**Exercise input:**

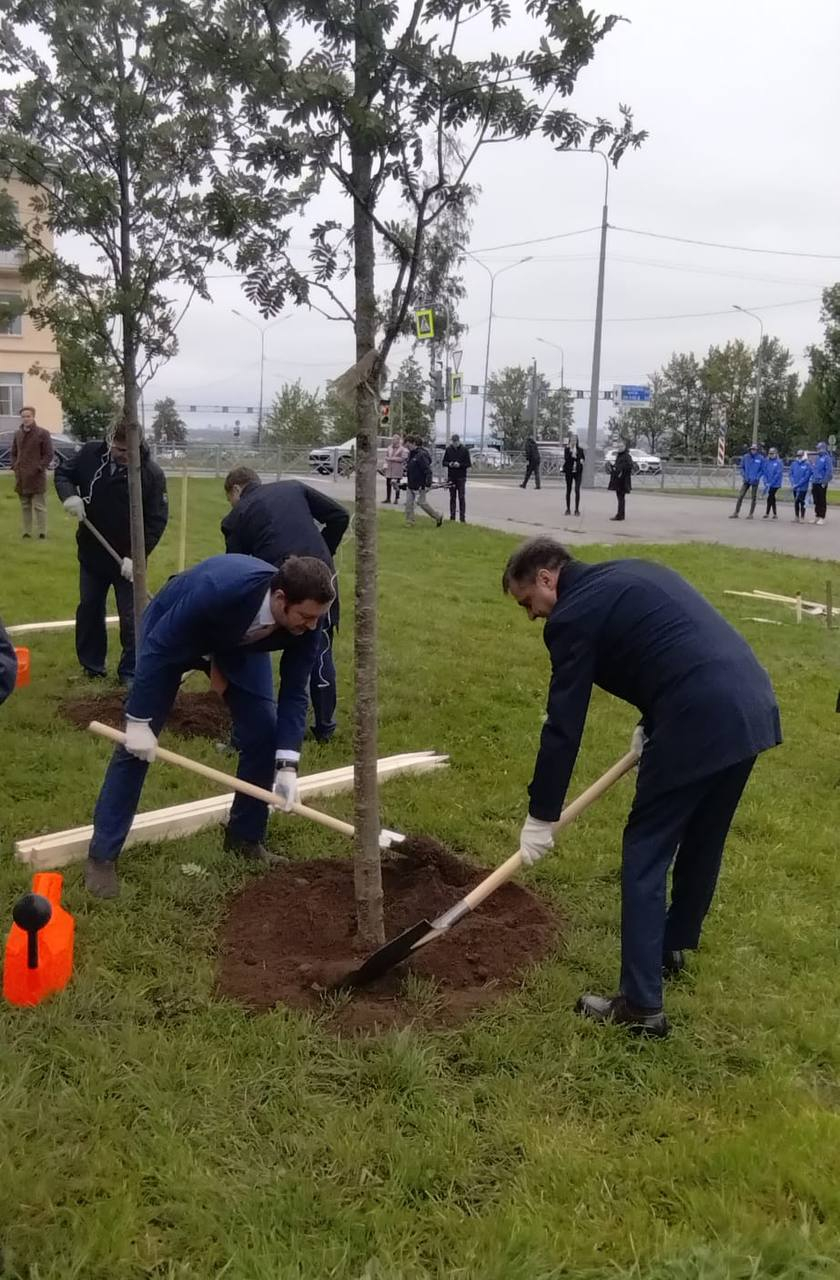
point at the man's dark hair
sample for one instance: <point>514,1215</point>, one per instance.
<point>304,577</point>
<point>530,557</point>
<point>241,476</point>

**Problem to work on:** Format the lines above as a Markdown table with two columns, Row and Text, numbering each row and skipping blank lines. Omit the pictures from the table.

**Result of this exercise:**
| Row | Text |
|---|---|
| 1 | point at the man's dark hair |
| 2 | sample for one instance: <point>514,1215</point>, one per instance. |
| 3 | <point>304,577</point> |
| 4 | <point>530,557</point> |
| 5 | <point>241,476</point> |